Written instruction: Return every line of the records below that contains the word "cloud".

** BEGIN Material for this exercise **

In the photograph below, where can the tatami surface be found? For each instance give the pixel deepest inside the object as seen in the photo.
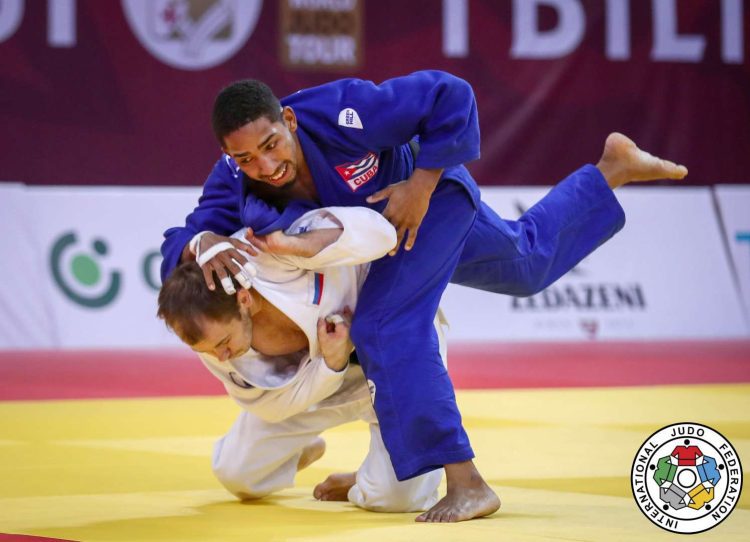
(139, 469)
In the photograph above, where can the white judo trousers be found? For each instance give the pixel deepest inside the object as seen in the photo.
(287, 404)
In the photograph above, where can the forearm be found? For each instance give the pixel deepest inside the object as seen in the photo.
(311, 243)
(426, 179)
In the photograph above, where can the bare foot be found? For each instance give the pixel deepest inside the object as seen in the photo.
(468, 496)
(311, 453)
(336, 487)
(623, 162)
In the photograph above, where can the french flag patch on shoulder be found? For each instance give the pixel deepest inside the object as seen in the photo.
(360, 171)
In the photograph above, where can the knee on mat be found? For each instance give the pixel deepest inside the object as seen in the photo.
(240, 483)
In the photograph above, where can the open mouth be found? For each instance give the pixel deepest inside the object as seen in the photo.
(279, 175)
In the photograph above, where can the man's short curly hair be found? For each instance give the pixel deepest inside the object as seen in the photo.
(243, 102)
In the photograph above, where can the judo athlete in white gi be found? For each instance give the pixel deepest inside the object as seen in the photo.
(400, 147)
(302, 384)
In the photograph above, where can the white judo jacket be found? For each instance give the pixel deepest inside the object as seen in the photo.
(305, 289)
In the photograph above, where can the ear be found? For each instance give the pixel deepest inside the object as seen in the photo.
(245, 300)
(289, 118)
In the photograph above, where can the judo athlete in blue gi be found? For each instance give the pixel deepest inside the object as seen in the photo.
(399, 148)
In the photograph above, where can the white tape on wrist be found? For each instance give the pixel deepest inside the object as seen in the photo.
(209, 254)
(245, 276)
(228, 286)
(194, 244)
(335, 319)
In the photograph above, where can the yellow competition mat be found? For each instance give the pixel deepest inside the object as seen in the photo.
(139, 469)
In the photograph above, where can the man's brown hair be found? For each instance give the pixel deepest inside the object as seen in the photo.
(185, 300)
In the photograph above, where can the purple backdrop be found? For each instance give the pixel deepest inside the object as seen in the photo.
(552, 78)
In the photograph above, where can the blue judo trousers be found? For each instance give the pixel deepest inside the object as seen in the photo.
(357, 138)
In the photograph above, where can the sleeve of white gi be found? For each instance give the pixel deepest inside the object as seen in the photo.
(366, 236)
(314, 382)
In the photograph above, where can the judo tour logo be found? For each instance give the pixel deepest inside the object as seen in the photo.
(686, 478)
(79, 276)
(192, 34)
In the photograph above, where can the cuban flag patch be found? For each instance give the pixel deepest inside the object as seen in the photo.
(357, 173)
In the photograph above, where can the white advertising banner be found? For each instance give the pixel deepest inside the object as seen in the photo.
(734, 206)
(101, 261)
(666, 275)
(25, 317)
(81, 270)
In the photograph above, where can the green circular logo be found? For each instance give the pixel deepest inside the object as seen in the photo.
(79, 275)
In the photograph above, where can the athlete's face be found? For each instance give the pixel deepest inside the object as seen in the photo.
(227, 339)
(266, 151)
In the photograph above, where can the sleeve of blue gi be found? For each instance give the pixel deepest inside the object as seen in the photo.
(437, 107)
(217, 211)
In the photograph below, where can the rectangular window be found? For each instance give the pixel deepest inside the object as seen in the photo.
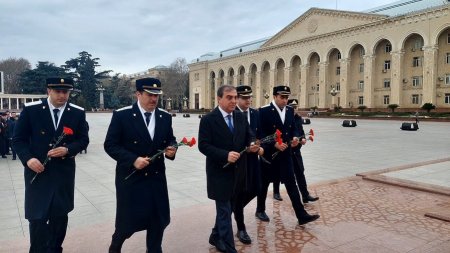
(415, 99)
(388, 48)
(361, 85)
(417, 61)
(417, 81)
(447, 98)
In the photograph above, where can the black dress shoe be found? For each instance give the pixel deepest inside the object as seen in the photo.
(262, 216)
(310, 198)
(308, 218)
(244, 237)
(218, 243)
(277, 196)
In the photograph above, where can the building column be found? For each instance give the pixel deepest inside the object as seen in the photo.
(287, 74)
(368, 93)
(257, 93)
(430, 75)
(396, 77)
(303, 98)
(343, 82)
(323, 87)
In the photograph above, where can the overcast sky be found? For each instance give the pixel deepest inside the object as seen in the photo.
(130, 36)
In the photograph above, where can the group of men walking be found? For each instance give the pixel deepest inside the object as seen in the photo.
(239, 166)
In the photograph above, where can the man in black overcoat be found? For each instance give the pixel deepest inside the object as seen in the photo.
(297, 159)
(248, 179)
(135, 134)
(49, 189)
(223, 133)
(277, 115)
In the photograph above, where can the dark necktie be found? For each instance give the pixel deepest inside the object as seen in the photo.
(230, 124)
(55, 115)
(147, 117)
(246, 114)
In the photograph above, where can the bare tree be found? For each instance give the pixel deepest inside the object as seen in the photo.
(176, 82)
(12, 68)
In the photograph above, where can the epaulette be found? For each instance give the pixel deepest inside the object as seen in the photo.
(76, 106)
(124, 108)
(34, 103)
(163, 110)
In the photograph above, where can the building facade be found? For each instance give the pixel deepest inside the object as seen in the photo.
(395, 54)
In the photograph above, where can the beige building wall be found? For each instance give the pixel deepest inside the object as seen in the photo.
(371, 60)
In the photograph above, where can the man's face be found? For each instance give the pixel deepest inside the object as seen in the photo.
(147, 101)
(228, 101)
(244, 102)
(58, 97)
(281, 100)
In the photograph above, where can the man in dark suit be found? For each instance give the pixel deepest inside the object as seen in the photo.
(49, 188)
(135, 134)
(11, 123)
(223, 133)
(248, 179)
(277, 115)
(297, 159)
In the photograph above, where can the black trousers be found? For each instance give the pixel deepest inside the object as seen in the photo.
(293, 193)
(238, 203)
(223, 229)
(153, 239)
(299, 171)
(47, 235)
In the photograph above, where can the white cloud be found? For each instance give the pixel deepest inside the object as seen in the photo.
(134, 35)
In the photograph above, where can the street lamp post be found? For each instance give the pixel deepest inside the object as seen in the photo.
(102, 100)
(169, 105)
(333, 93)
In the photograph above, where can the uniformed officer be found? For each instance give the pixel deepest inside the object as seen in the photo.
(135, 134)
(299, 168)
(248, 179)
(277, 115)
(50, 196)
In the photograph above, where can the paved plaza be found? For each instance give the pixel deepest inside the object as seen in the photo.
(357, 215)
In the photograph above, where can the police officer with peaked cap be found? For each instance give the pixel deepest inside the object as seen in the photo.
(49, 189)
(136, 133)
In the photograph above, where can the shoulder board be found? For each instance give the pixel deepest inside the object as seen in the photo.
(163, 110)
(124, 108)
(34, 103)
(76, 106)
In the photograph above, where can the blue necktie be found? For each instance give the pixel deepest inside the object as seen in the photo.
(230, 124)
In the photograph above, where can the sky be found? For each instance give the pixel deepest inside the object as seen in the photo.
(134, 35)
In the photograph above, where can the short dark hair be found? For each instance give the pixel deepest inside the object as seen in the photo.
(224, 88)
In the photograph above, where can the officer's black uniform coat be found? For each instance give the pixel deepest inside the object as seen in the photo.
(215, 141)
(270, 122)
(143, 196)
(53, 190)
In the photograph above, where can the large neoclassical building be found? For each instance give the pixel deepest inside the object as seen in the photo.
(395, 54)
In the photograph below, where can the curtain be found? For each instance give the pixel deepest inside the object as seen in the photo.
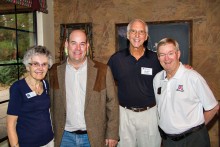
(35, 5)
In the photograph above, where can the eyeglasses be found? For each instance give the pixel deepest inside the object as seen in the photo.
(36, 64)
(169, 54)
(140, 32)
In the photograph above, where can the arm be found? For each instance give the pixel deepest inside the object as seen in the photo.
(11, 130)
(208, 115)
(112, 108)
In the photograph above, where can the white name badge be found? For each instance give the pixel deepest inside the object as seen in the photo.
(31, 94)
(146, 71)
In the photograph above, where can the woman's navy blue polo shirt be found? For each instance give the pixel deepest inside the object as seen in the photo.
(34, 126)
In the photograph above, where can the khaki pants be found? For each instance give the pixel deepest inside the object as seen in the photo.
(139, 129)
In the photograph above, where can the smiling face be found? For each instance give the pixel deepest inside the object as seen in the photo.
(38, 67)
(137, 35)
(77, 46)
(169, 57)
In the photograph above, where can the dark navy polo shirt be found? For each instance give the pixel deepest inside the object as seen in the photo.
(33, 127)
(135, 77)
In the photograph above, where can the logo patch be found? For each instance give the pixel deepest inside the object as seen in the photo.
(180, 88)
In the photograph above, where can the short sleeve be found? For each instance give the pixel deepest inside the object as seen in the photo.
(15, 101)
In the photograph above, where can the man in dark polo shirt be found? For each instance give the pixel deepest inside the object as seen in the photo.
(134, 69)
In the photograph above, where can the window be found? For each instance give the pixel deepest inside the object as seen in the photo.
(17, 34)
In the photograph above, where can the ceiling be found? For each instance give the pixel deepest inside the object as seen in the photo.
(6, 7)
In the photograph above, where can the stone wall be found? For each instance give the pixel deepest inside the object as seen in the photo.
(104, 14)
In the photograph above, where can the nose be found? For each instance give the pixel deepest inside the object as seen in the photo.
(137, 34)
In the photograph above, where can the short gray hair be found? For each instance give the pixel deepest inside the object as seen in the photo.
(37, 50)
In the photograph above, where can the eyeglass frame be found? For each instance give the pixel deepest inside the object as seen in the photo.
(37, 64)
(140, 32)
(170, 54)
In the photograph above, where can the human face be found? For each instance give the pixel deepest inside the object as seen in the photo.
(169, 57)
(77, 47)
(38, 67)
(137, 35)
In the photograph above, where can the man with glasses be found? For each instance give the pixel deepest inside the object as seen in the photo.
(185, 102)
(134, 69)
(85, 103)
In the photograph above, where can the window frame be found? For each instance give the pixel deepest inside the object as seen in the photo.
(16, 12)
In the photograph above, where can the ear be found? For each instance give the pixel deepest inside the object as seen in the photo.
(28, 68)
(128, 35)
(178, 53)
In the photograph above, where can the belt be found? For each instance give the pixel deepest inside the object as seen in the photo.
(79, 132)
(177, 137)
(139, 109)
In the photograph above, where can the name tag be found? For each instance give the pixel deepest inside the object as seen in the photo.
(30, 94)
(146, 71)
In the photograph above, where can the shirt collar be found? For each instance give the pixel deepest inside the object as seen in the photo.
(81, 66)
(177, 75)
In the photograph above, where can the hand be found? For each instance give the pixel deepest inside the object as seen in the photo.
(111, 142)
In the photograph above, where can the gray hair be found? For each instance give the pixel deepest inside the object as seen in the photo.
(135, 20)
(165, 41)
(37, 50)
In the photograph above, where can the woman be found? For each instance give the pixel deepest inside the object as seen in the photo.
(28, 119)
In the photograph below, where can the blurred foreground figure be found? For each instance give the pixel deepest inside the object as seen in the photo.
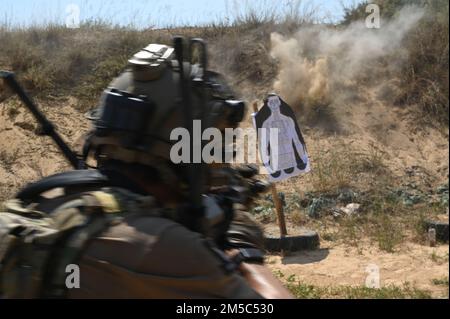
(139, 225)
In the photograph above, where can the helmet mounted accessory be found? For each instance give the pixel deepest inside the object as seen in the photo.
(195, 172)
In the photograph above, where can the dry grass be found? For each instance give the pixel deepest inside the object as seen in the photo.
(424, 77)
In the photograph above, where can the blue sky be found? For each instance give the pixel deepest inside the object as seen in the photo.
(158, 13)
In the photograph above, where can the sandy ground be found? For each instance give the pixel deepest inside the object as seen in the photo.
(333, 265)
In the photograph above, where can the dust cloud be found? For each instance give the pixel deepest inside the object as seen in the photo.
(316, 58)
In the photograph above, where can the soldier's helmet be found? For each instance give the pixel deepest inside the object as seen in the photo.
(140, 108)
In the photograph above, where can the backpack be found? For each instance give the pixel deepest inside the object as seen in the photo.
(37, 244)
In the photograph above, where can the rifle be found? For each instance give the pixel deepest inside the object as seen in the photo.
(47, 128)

** END Material for this exercise **
** BEGIN Material for this exercise **

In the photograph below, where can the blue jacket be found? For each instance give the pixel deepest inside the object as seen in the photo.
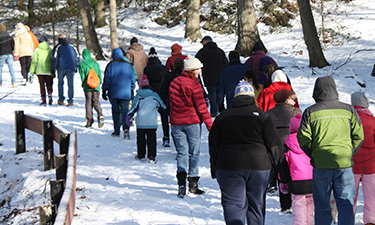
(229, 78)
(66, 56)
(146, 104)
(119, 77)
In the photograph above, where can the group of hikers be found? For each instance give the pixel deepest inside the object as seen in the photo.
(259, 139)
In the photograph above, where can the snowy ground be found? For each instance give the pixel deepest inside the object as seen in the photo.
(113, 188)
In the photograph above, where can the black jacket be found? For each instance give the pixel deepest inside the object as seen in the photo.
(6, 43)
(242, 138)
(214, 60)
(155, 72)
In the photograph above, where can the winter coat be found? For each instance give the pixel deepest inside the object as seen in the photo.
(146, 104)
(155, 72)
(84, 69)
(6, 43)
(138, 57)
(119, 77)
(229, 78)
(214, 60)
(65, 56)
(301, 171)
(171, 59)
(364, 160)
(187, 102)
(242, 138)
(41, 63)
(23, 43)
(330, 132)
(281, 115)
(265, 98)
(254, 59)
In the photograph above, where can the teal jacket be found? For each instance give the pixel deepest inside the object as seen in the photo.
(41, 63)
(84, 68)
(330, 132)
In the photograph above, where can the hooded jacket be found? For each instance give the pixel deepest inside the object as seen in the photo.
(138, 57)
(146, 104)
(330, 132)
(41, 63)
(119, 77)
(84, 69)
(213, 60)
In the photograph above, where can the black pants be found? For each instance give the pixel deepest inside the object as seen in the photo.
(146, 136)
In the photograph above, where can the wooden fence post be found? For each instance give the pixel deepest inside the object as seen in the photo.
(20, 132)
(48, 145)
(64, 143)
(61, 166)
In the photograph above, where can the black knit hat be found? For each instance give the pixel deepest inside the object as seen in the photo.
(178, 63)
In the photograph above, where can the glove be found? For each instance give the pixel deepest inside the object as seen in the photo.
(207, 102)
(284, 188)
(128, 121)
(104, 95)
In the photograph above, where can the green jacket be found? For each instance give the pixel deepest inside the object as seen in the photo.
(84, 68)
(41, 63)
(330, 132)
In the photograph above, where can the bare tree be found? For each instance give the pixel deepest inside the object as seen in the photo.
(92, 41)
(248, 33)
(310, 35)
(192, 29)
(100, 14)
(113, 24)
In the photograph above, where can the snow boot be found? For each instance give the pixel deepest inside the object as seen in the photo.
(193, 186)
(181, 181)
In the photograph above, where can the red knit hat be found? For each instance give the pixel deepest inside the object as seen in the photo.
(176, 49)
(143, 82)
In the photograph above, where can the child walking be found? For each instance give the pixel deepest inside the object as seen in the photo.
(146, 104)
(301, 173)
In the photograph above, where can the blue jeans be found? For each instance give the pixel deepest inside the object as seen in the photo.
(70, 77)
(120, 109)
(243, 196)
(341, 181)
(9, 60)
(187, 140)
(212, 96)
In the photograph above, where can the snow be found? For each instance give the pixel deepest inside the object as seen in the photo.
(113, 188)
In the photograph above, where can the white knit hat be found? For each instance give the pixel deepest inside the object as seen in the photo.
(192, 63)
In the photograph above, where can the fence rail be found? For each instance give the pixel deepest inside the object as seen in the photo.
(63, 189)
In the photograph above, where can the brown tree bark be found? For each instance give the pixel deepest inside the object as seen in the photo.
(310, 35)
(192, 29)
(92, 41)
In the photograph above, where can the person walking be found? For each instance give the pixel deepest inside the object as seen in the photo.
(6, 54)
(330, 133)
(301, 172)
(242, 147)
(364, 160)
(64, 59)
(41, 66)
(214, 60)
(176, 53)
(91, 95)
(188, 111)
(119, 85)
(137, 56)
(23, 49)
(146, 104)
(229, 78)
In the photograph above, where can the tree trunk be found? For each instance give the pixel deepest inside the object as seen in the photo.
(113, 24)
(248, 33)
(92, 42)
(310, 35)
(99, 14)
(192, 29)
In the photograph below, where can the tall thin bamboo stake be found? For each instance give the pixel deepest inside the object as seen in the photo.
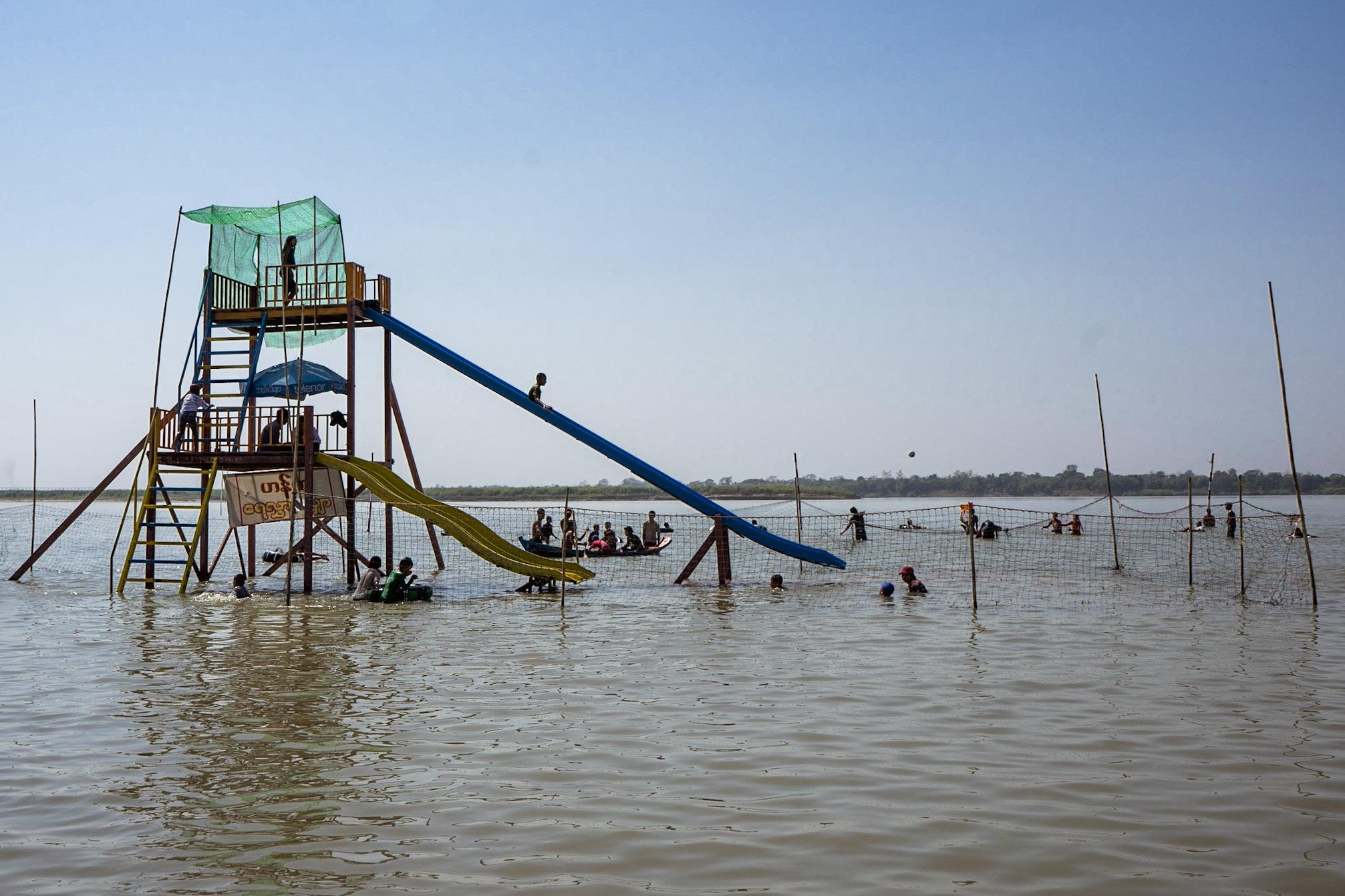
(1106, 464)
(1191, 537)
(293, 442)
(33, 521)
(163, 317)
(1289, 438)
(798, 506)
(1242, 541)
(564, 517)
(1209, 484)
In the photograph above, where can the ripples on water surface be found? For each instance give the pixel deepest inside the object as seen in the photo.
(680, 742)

** END Material for this exercise **

Answer to the problem:
In the photograph above, where can the white cloud be found? For each instance give the pixel deepest inside the object as seen in the photo.
In the photograph above, where can the dust cloud be found? For each instance give the pixel deepest inside the object as seen in the photo.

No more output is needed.